TRECHO =>

- - - - -

A condição de trabalhador indica ainda, que o brasileiro tem coragem (nós

temo coragem de trabalhar). Se voltamos à narrativa elaborada pelos brasileiros da

fronteira no processo de (re)construção de sua identidade, entendemos que um

dos sentidos do trabalho parece ser a luta pela sobrevivência e, para lutar, é

preciso ter coragem. Não havia bem algum que tornasse cômodo o momento da

chegada na fronteira, mas foi a coragem de lutar para sobreviver, que garantiu aos

brasileiros, crescimento e vitória. Negar que os venezuelanos tenham coragem,

como faz José (num são bem corajoso, não), é também excluí-los da história que

inaugura a (re)construção identitária brasileira da fronteira, assinalando que os

venezuelanos não tomam parte neste processo.

- - - - -

DESAFIOS =>
1. De acordo com o trecho, por que os brasileiros da fronteira precisam ter coragem no trabalho? Responda em uma a três frases.
2. Reproduza do trecho, sem nenhuma alteração, a parte que começa com as palavras "dos sentidos do" e termina com "parte neste processo.".
As linhas de dados não têm relação com o trecho.

- - - - -

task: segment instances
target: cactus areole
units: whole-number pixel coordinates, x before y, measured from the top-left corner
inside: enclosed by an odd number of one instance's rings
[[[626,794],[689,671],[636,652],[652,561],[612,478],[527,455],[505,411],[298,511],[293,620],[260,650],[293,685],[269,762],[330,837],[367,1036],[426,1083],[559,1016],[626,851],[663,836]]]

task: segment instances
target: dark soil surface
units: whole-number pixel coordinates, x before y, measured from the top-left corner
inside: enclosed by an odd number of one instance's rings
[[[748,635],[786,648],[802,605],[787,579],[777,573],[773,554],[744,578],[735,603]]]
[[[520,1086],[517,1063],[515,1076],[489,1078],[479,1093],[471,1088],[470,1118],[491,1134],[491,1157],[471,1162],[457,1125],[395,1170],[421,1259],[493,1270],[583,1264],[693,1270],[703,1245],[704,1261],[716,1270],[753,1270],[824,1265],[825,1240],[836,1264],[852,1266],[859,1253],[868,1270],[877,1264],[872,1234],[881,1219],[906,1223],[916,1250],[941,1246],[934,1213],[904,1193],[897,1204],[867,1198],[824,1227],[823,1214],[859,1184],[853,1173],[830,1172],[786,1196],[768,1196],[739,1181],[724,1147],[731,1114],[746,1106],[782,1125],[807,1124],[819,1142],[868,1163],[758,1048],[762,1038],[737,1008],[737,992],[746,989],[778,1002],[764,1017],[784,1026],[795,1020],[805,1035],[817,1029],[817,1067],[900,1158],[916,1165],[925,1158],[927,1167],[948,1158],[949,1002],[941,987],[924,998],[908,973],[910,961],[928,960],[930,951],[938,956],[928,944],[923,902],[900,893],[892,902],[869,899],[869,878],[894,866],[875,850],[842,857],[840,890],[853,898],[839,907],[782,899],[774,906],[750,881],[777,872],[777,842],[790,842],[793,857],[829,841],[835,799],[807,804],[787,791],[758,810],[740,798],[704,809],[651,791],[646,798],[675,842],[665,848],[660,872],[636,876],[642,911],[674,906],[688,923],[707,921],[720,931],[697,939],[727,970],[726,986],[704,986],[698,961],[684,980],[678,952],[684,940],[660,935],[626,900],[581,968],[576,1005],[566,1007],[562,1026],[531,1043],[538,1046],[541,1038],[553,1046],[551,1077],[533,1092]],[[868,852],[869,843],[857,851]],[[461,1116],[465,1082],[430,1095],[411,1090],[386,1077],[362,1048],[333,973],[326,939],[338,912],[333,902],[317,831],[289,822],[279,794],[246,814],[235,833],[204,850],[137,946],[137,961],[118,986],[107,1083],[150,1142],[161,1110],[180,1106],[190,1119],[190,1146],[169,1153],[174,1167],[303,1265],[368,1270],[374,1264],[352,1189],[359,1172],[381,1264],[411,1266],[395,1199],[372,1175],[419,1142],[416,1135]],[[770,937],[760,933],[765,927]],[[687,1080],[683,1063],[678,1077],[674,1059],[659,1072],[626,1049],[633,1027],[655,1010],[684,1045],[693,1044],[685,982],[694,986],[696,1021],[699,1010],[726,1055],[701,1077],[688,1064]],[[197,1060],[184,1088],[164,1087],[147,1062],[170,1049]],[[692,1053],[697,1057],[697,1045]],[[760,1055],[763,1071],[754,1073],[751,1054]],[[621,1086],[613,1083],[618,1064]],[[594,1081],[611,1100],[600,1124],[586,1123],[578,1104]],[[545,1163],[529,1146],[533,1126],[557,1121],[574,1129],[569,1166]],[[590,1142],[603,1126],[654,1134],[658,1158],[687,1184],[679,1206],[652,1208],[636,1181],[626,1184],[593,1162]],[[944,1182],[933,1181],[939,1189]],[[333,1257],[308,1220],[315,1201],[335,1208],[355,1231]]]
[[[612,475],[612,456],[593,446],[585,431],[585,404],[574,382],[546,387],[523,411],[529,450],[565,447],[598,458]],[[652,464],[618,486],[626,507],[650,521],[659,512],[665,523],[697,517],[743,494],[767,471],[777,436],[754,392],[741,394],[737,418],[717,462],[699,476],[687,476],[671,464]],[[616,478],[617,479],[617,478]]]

- - - - -

SOLUÇÕES ABAIXO =>
1. Um dos sentidos do trabalho parece ser a luta pela sobrevivência, e para lutar é preciso ter coragem. Foi essa coragem de lutar para sobreviver que garantiu aos brasileiros crescimento e vitória.

2.
dos sentidos do trabalho parece ser a luta pela sobrevivência e, para lutar, é

preciso ter coragem. Não havia bem algum que tornasse cômodo o momento da

chegada na fronteira, mas foi a coragem de lutar para sobreviver, que garantiu aos

brasileiros, crescimento e vitória. Negar que os venezuelanos tenham coragem,

como faz José (num são bem corajoso, não), é também excluí-los da história que

inaugura a (re)construção identitária brasileira da fronteira, assinalando que os

venezuelanos não tomam parte neste processo.